## To do
1 - In the search engine code, how is engagement defined for the most_engaging_tweets method?
2 - Rewrite the search engine code's docstring paragraph beginning "Returns the most engaging n tweets" as a short bulleted list.
3 - From the search engine code, output the part between "# initialize the" and "self.users_cursor = self.db_conn.cursor()", inclusive.

In [None]:
import time
import pymongo
import psycopg2
import pandas as pd
from cache import SearchCache

In [None]:
class SearchEngine:
    def __init__(self, db_type, cache_size=100, cache_ttl=3600):
        """
        Initializes a SearchEngine object with a specified database type and cache settings.

        Args:
        - db_type (str): Either "mongodb" or "postgresql"
        - cache_size (int): Maximum number of items to store in cache
        - cache_ttl (int): Time-to-live (in seconds) for cached items
        """
        # initialize the search engine with a database type and cache size/ttl values
        self.db_type = db_type
        # initialize a cache object for the search engine using the SearchCache class
        self.cache = SearchCache(cache_size, cache_ttl)
        # establish a database connection based on the given database type
        if self.db_type == 'mongodb':
            self.db_client = pymongo.MongoClient('mongodb+srv://<user>:<password>@cluster0.wkyhu.mongodb.net/?retryWrites=true&w=majority')
            self.tweets_collection = self.db_client['twitter_db']['tweets_data']
        elif self.db_type == 'postgresql':
            self.db_conn = psycopg2.connect(database="postgres", user="postgres", password="", host="localhost")
            self.users_cursor = self.db_conn.cursor()
        else:
            # raise a ValueError if an invalid database type is given
            raise ValueError('Invalid database type')

    
    def most_engaging_tweets(self, n=10):
        """
        Returns the most engaging n tweets in the database, where engagement is defined as the sum of retweet
        count, reply count, and favorite count.

        Args:
        - n (int): Number of tweets to return.

        Returns:
        - list: List of the top n tweets, each represented as a dictionary.
        """
        if 'most_engaging_tweets' in self.cache:
            print("Retrieving 'most engaging tweets' from cache!")

## Data excerpt
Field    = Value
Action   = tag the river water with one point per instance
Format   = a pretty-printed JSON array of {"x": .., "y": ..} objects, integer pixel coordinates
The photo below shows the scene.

## Per-task answers
1 - Engagement is the sum of retweet count, reply count, and favorite count.

2 -
- Returns the n most engaging tweets in the database
- Engagement = retweet count + reply count + favorite count

3 -
# initialize the search engine with a database type and cache size/ttl values
        self.db_type = db_type
        # initialize a cache object for the search engine using the SearchCache class
        self.cache = SearchCache(cache_size, cache_ttl)
        # establish a database connection based on the given database type
        if self.db_type == 'mongodb':
            self.db_client = pymongo.MongoClient('mongodb+srv://<user>:<password>@cluster0.wkyhu.mongodb.net/?retryWrites=true&w=majority')
            self.tweets_collection = self.db_client['twitter_db']['tweets_data']
        elif self.db_type == 'postgresql':
            self.db_conn = psycopg2.connect(database="postgres", user="postgres", password="", host="localhost")
            self.users_cursor = self.db_conn.cursor()